Reproduce the lines of the records below from the line containing "of the snowy" through the end of the records, substituting "template" for "sample" and keeping everything else the same.

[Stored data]
■ ■ ■
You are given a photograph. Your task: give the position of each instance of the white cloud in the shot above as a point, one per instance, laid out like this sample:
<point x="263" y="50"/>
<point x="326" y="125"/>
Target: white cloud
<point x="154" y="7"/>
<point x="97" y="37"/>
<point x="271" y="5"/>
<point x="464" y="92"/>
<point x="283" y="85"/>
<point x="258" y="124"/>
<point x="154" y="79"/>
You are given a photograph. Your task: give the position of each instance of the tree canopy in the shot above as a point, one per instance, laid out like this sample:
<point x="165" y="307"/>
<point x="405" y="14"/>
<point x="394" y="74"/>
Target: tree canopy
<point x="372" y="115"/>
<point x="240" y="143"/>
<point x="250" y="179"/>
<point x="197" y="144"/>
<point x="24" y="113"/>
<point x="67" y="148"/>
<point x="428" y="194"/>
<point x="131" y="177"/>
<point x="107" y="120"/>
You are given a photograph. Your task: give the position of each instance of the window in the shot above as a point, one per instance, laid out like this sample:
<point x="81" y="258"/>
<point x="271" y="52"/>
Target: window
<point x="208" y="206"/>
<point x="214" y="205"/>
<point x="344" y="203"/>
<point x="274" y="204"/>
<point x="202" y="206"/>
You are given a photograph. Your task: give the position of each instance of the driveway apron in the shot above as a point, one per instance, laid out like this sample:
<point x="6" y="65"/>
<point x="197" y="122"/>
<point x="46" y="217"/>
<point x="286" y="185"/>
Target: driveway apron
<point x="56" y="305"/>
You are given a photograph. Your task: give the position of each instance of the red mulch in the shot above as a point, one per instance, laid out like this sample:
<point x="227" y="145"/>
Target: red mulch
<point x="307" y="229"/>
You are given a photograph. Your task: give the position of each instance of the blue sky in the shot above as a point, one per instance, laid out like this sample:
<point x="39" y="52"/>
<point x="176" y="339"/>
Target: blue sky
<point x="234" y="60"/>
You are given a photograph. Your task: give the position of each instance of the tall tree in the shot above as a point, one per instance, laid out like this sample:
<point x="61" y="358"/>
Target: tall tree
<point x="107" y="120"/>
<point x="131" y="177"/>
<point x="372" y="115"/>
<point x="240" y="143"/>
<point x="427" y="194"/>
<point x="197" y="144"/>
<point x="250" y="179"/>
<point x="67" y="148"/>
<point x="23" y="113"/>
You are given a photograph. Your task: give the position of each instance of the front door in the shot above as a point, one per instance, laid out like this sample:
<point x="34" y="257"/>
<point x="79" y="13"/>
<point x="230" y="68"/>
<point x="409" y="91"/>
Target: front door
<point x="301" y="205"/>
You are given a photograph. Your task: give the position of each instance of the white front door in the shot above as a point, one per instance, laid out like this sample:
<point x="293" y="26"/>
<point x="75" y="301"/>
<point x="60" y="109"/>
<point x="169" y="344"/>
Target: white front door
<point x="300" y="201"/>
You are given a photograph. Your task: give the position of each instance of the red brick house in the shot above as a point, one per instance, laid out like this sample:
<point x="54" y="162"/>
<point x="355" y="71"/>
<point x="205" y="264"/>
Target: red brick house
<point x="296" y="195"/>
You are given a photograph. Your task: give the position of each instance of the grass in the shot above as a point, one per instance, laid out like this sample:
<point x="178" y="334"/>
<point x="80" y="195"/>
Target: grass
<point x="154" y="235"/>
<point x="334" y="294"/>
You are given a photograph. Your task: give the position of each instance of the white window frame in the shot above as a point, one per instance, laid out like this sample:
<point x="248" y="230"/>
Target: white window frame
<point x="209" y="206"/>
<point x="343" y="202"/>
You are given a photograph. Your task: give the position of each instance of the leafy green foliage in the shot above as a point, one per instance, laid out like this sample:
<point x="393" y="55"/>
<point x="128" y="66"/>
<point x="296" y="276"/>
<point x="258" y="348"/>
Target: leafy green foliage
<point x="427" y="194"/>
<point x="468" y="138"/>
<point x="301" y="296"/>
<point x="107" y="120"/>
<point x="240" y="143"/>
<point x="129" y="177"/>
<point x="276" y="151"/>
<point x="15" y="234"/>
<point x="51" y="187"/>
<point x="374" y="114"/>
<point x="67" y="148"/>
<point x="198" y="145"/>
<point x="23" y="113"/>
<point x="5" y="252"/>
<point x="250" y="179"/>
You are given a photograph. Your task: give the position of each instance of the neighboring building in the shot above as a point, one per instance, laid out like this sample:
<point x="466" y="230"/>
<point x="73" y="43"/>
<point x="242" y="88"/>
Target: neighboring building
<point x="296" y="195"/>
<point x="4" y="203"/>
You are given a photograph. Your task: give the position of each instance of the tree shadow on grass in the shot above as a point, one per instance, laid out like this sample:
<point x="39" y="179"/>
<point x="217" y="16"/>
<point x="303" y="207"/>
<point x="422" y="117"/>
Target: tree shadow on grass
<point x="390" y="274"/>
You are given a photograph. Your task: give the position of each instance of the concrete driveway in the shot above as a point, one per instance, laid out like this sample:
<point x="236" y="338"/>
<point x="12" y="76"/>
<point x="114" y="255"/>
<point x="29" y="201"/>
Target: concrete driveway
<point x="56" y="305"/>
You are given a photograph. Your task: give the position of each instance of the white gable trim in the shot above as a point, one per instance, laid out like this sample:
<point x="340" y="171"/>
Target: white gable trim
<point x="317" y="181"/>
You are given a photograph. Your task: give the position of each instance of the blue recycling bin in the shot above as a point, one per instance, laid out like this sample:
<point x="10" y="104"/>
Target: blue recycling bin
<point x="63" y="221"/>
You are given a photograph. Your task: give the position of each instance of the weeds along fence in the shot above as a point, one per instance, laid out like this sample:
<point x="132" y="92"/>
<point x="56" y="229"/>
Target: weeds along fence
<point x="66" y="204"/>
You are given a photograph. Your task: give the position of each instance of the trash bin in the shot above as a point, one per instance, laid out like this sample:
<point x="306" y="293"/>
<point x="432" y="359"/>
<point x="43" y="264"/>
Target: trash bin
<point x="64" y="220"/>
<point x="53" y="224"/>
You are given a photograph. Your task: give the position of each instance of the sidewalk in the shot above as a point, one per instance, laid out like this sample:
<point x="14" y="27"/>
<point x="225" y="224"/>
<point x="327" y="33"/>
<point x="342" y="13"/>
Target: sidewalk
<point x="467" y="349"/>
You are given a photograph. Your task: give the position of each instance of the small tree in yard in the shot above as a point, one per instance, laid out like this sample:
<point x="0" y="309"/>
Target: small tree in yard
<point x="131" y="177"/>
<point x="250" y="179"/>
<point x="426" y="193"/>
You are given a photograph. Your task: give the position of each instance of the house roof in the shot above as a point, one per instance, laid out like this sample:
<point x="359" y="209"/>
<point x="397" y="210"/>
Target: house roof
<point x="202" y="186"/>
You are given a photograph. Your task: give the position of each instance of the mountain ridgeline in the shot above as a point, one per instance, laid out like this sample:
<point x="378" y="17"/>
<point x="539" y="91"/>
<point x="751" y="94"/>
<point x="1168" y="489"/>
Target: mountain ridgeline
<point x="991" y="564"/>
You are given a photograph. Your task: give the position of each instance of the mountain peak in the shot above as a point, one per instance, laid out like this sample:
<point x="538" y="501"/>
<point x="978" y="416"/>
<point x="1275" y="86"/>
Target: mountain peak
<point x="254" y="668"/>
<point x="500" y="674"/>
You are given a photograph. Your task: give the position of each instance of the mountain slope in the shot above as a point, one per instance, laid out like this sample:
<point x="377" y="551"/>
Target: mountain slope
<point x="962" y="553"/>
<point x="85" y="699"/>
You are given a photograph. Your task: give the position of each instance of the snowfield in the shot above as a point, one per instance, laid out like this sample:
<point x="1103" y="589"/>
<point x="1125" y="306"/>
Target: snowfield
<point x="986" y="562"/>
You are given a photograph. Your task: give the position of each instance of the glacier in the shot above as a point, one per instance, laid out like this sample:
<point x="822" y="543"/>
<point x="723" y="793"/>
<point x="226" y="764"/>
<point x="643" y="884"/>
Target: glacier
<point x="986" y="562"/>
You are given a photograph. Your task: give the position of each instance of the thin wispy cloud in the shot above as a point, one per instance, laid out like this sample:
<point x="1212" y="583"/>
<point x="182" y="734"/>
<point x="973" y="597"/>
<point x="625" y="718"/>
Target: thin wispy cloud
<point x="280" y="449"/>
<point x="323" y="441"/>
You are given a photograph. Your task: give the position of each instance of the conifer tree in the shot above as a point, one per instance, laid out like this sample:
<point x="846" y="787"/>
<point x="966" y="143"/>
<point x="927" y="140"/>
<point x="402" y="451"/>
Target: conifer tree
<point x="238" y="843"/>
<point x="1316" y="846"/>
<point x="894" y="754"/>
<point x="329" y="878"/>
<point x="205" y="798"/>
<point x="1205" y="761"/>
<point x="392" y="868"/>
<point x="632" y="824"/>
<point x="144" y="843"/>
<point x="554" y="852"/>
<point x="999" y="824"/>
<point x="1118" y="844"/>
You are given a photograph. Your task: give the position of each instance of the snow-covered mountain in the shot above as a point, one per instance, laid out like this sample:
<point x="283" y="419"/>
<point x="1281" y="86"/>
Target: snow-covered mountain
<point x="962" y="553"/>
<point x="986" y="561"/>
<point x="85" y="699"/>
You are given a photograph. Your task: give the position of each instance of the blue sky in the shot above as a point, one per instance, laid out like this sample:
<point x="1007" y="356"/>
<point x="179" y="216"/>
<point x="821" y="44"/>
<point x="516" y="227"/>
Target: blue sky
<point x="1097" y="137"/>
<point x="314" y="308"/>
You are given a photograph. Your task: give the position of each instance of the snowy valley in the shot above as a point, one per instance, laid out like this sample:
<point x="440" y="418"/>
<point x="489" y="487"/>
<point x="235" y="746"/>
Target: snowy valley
■ ■ ■
Reply:
You are given a photograph. Your task: give the position of each instance of the snowy valley in the shot above as a point, one per instance, laid out like this template:
<point x="440" y="418"/>
<point x="489" y="487"/>
<point x="235" y="746"/>
Target: snowy valley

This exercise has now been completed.